● Exercise details
The IEE profile below says IEEs often tend to mentalize and verbalize certain matters. List all of them.

● Source extract
Many IEEs require a certain degree of freedom from obligation in order to do their work and pursue their sometimes idiosyncratic interests, to the point where they may dramatically eschew conventional lifestyles. Some IEEs may have an irrational dread of working at a desk job or an office where they do not have the opportunity to pursue their whimsical hobbies. However, they often overestimate the torturous ordeal of having to perform specific chores that are not in line with their interests, and many IEEs that are acclimated to the reality of their obligations may not share this trepidation at having to fulfill them.

IEEs are often spontaneous and sometimes quite distractible individuals whose natural energy level leads them to be working on something or doing something most of the time (in contrast to dominant types whose natural state is one of inertia and contemplation). However their work is often periodic in nature rather and tends to be on whatever projects they have involved themselves in at the moment, or whatever they are interested in doing at the moment, rather than a consistent schedule or routine. Many IEEs routinely have spur-of-the-moment ideas or curiosities, and may be inclined to look up random information or do arbitrary things that have occurred to them in lieu of whatever they might have been working on previously.

IEEs, perhaps more than any other type, often have a tendency to seek out multiple perspectives and viewpoints on controversial matters. They are rarely tied down to any particular ideology and often have an implicit sense of faith that others are as intellectually open as they are. IEEs frequently have a innately optimistic disposition (despite how bleak they perceive the facts of any situation to be), and often earnestly believe in the value of a process of thorough, respectful, and politically correct discussion of controversial matters, and often that through a such due process of formal exposition of viewpoints, most reasonable people will come to a consensus as to the essential facts and truth of the debate.

IEEs often tend to mentalize and verbalize matters of personal development, individual qualities, and significant personal experiences, and often develop connections best with others through disucssing matters of personal development that are close at heart to them. They may have a sort of innate tendency to spontaneously try to help others find an appropriate outlet for their particular talents, focusing on the potential positive aspects of their character; they may become engrossed over what people might become rather than what they are currently, and thus have a tendency to be able to see the positive side of everyone.

*Introverted Ethics (Fi)*

At first glance, IEEs are usually friendly, propitious and accepting people. They often enjoy interacting and learning from all types of people and tend to enjoy cultivating a sincere atmosphere of passive good will, where others can feel comfortable and accepted for who they are.

Like SEEs, IEEs are usually aware of and highly influenced by their emotional responses towards other people, things, or situations, but unlike SEEs they are less likely to be driven by their emotional reactions quite as viscerally; instead, their emotions are more likely to drive them to be a bit avoidant. They are often disturbed by conflict or aggression, and rather than espousing a confrontational or accusatory attitude, when possible they often prefer to politely smile and avoid being drawn into contentious arguments. They may be also somewhat fettered by and avoidant of situations replete with feelings of social awkwardness or situations in which their autonomy over their activities or choices is threatened.

They may be inclined to keep track of a large network of social acquaintances with whom they feel a significant connection. Many IEEs share a common pattern in that for them mental stimulation is often interpersonal; they may extensively enjoy interacting with many different people and find a situation boring if there are no interesting people with whom to engage in conversation.

● Collected material
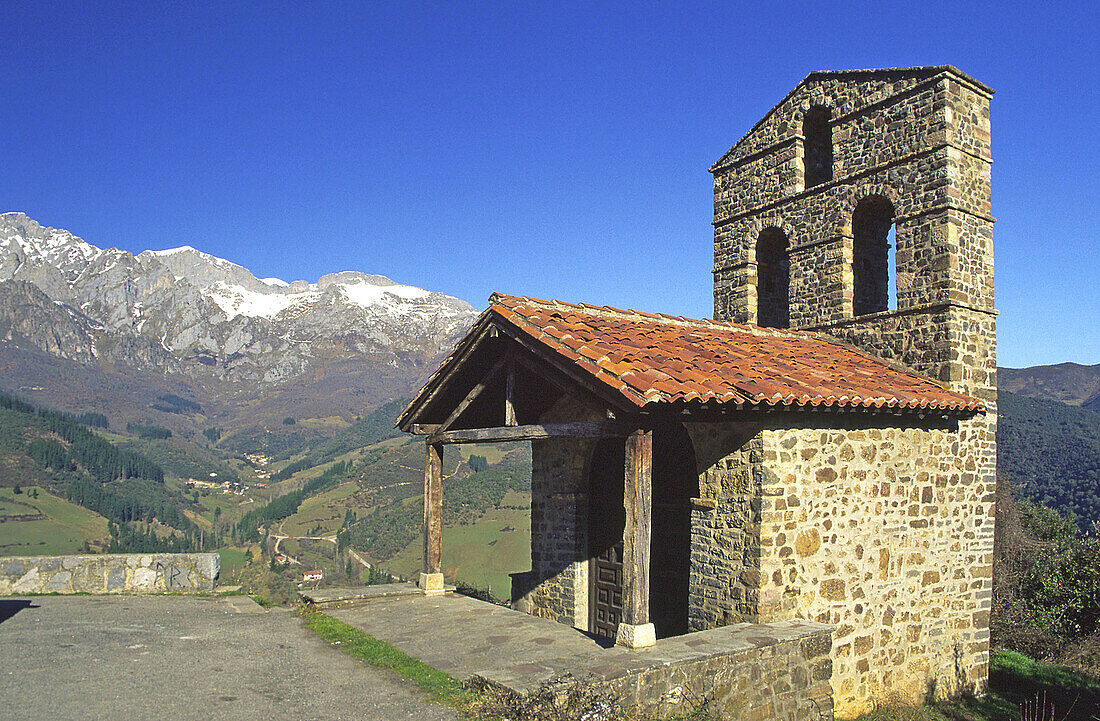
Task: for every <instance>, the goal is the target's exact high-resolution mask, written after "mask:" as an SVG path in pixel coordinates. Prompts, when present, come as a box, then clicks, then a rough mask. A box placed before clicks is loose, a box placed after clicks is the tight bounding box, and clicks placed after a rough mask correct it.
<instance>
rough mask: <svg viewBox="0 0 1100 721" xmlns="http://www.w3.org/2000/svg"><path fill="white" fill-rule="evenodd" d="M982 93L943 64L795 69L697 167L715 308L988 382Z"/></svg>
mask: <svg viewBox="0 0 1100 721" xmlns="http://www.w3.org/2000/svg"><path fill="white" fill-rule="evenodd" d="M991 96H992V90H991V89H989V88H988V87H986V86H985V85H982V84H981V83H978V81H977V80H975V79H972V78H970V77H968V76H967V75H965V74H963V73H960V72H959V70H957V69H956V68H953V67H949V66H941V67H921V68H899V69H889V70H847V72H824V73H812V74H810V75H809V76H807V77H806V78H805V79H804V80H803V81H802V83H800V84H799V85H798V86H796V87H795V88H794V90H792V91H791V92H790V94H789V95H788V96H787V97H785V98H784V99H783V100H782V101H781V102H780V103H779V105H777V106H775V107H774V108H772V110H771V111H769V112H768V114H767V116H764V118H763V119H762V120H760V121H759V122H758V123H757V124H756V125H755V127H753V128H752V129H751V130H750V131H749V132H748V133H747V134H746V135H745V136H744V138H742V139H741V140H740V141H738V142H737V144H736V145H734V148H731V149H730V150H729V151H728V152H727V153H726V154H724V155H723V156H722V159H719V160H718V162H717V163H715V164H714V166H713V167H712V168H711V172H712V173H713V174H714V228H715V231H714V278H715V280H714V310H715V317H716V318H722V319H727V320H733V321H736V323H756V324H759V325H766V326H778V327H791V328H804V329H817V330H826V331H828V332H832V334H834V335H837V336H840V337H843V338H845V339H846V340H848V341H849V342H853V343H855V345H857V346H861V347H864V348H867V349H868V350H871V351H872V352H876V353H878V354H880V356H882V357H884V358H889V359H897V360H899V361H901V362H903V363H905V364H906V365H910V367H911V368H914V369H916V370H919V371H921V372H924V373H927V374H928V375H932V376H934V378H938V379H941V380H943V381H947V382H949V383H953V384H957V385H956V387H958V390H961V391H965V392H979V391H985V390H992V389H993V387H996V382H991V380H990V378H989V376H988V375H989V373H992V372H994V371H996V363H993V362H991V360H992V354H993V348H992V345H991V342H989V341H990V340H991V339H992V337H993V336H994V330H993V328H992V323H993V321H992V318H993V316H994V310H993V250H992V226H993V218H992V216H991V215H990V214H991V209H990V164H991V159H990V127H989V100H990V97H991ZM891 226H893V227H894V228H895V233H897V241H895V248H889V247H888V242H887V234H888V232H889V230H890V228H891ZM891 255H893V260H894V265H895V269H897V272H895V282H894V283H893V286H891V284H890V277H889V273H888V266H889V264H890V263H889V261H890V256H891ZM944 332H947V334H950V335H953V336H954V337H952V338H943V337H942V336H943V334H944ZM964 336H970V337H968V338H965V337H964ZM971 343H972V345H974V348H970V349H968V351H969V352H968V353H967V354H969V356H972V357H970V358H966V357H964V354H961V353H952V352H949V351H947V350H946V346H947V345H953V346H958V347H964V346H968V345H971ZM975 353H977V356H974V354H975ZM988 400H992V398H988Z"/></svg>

● Completed exercise
- Matters of personal development
- Individual qualities
- Significant personal experiences